| What you should do |
Set down the full profile of Dr. Lynne Warner Stevenson below word for word, with nothing changed.

| Selected excerpt |
Dr. Lynne Warner Stevenson is a preeminent leader in cardiovascular medicine and heart failure research with decades of transformative contributions to the field. She currently serves as the Lisa Jacobson Professor of Cardiovascular Medicine and Director of the Cardiomyopathy Program at Vanderbilt University Medical Center where she also directs the Advanced Heart Disease training program. Dr. Stevenson earned her medical degree summa cum laude from Stanford University in 1979 following undergraduate studies at Princeton University. After completing her internal medicine training at Stanford and UCLA, she joined the UCLA faculty where she co-founded the heart transplant program and established the Ahmanson Cardiomyopathy Center, one of the nation's first comprehensive heart failure management programs before moving to Brigham and Women's Hospital and eventually Vanderbilt.
Dr. Stevenson has made seminal contributions to the understanding and management of advanced heart failure, heart transplantation, and inherited cardiovascular diseases through both clinical and translational research. With support from NHLBI, she has played pivotal leadership roles in developing national strategies for heart failure care, including founding the INTERMACS registry for mechanical circulatory support that now encompasses over 22,000 patients across multiple institutions. Her research has focused on the physiology and clinical profiles of advanced heart failure, pioneering approaches to personalize therapies based on patient goals to optimize both length and quality of life while reducing disease progression. She has authored over 250 original publications and contributed to more than 30 national guidelines for heart failure, transplantation, and cardiomyopathies that have significantly shaped clinical practice standards worldwide.
As a dedicated educator and mentor, Dr. Stevenson has trained over 60 fellows who have gone on to establish academic careers in cardiovascular medicine, profoundly influencing the next generation of heart failure specialists. Her current practice focuses on the early recognition and clinical profiling of genetic cardiomyopathies, integrating molecular and clinical data to personalize care through shared decision-making that incorporates patient goals and reported outcomes. In 2021, she received the Lifetime Achievement Award from the Heart Failure Society of America, cementing her legacy as a transformative figure in cardiovascular medicine. Dr. Stevenson continues to advance the field as an Associate Editor for the Journal of the American College of Cardiology while developing innovative protocols for ambulatory hemodynamic monitoring to prevent heart failure disease progression and improve patient outcomes.

| Dataset entries |
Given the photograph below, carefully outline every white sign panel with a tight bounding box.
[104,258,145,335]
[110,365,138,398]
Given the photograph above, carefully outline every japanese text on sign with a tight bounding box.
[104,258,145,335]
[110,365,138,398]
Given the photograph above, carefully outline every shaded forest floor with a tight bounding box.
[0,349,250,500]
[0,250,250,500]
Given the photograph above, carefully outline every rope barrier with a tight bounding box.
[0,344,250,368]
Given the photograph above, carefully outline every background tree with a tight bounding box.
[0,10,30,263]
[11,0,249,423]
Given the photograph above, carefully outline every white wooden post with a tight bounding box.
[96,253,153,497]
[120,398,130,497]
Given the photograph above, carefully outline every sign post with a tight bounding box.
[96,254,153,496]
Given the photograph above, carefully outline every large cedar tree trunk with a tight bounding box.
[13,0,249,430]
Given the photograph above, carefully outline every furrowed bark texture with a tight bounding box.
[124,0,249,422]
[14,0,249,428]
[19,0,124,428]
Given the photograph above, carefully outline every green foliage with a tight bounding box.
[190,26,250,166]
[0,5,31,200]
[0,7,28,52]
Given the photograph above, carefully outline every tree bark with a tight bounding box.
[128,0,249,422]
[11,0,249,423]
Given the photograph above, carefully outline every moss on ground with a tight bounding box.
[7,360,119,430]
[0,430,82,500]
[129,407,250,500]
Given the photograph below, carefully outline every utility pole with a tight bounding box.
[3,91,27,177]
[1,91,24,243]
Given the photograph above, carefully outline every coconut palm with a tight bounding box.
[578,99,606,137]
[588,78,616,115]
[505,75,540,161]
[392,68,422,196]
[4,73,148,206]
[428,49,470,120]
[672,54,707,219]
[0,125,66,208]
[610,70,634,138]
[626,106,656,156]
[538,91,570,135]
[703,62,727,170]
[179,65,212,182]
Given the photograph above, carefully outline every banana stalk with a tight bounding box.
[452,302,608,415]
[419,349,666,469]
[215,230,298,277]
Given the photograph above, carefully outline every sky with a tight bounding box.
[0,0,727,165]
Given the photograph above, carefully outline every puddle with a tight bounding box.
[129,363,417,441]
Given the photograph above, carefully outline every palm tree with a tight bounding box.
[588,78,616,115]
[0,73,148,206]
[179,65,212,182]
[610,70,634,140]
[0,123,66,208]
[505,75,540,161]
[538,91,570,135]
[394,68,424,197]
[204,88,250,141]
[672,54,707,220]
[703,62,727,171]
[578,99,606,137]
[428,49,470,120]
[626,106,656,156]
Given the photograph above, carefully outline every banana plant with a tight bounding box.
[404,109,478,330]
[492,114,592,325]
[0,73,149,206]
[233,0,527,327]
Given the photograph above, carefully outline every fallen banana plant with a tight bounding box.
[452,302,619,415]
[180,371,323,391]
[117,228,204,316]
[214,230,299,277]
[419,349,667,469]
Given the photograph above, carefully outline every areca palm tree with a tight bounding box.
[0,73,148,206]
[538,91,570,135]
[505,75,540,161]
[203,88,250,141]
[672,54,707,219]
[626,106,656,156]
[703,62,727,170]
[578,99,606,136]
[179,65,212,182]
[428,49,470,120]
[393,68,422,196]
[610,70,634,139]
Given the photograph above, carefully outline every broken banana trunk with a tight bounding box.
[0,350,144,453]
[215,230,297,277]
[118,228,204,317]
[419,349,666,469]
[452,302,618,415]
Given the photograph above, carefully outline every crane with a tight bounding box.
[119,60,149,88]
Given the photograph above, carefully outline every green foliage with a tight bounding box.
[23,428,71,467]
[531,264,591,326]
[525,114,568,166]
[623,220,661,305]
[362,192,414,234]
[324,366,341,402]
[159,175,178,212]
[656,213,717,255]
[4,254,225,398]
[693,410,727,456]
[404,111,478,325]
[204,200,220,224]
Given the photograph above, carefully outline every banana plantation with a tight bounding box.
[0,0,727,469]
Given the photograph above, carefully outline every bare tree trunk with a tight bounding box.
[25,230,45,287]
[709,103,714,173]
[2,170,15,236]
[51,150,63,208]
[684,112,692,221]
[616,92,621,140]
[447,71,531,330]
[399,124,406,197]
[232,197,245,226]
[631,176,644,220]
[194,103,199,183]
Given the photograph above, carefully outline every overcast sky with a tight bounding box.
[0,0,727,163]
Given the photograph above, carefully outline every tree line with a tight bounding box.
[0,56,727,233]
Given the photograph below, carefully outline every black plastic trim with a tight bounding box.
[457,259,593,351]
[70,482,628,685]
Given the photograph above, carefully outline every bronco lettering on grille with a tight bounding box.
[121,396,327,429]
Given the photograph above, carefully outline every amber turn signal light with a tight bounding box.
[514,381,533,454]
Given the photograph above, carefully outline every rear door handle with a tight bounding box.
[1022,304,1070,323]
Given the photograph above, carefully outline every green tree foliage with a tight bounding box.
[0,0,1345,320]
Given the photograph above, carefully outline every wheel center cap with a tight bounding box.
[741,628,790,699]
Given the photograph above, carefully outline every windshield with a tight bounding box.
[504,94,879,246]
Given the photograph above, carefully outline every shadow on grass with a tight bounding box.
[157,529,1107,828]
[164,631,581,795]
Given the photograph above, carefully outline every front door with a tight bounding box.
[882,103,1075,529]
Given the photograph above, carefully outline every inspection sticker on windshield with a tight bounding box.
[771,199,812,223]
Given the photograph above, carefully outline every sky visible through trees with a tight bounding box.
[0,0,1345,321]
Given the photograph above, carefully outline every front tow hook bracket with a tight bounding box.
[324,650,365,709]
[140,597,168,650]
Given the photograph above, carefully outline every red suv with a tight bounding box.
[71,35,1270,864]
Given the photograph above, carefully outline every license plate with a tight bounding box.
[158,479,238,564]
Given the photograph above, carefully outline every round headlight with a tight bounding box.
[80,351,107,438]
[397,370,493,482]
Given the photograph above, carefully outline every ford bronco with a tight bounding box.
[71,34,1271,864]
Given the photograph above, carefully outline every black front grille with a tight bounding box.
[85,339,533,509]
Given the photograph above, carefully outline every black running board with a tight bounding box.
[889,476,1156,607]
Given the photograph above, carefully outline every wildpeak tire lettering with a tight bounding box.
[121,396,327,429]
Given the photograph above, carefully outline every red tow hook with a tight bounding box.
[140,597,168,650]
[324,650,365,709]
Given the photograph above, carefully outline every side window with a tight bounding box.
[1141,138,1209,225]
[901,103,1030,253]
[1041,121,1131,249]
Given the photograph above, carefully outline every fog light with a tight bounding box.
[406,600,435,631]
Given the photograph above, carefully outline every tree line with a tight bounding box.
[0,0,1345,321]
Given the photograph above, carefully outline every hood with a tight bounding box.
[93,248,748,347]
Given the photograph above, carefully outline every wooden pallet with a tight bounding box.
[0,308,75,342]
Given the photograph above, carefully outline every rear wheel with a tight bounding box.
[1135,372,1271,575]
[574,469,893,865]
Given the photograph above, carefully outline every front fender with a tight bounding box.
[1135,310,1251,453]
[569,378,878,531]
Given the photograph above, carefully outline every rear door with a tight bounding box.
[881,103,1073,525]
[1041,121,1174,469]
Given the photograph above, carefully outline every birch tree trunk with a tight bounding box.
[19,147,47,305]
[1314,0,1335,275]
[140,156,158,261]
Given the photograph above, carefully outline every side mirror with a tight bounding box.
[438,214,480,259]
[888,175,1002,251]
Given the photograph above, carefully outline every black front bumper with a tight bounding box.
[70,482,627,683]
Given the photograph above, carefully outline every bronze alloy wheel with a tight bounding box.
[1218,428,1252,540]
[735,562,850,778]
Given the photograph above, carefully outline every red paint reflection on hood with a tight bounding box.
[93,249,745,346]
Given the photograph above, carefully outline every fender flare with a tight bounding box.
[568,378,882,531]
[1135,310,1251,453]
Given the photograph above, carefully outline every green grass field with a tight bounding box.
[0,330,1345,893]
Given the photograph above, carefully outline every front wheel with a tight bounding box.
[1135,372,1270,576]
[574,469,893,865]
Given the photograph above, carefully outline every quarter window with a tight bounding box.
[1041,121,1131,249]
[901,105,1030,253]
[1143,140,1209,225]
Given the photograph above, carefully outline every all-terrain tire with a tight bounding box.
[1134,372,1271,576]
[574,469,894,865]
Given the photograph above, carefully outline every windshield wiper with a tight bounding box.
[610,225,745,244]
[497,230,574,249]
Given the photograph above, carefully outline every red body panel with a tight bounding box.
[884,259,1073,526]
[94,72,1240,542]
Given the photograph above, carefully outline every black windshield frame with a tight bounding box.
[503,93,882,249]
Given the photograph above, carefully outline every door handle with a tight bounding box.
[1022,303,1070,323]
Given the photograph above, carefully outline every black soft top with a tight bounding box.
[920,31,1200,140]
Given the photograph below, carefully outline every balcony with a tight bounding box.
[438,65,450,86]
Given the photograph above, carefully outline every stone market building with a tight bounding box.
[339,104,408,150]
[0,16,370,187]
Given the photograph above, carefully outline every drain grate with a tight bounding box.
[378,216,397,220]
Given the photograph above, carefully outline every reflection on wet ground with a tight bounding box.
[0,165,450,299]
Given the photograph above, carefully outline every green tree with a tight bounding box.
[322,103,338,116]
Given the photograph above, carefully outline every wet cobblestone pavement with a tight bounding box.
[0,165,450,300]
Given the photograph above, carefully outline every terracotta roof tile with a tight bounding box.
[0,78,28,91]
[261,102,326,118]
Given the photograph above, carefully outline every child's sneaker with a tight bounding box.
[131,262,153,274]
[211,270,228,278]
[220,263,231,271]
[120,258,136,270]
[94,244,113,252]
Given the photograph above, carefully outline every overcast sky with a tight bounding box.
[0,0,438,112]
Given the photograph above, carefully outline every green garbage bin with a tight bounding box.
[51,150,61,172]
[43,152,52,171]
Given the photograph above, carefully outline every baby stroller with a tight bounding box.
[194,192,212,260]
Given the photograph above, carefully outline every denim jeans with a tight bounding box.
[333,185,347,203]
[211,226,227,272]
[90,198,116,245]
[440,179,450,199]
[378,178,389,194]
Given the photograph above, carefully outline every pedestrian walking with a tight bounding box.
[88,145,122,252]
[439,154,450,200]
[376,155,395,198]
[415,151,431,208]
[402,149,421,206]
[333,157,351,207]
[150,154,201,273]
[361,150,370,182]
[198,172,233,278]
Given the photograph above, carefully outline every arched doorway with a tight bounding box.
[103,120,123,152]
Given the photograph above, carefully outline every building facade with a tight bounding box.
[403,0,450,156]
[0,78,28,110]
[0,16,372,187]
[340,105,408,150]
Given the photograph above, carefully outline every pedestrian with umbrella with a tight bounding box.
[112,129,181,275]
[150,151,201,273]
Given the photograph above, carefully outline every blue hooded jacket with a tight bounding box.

| Exercise response |
Dr. Lynne Warner Stevenson is a preeminent leader in cardiovascular medicine and heart failure research with decades of transformative contributions to the field. She currently serves as the Lisa Jacobson Professor of Cardiovascular Medicine and Director of the Cardiomyopathy Program at Vanderbilt University Medical Center where she also directs the Advanced Heart Disease training program. Dr. Stevenson earned her medical degree summa cum laude from Stanford University in 1979 following undergraduate studies at Princeton University. After completing her internal medicine training at Stanford and UCLA, she joined the UCLA faculty where she co-founded the heart transplant program and established the Ahmanson Cardiomyopathy Center, one of the nation's first comprehensive heart failure management programs before moving to Brigham and Women's Hospital and eventually Vanderbilt.
Dr. Stevenson has made seminal contributions to the understanding and management of advanced heart failure, heart transplantation, and inherited cardiovascular diseases through both clinical and translational research. With support from NHLBI, she has played pivotal leadership roles in developing national strategies for heart failure care, including founding the INTERMACS registry for mechanical circulatory support that now encompasses over 22,000 patients across multiple institutions. Her research has focused on the physiology and clinical profiles of advanced heart failure, pioneering approaches to personalize therapies based on patient goals to optimize both length and quality of life while reducing disease progression. She has authored over 250 original publications and contributed to more than 30 national guidelines for heart failure, transplantation, and cardiomyopathies that have significantly shaped clinical practice standards worldwide.
As a dedicated educator and mentor, Dr. Stevenson has trained over 60 fellows who have gone on to establish academic careers in cardiovascular medicine, profoundly influencing the next generation of heart failure specialists. Her current practice focuses on the early recognition and clinical profiling of genetic cardiomyopathies, integrating molecular and clinical data to personalize care through shared decision-making that incorporates patient goals and reported outcomes. In 2021, she received the Lifetime Achievement Award from the Heart Failure Society of America, cementing her legacy as a transformative figure in cardiovascular medicine. Dr. Stevenson continues to advance the field as an Associate Editor for the Journal of the American College of Cardiology while developing innovative protocols for ambulatory hemodynamic monitoring to prevent heart failure disease progression and improve patient outcomes.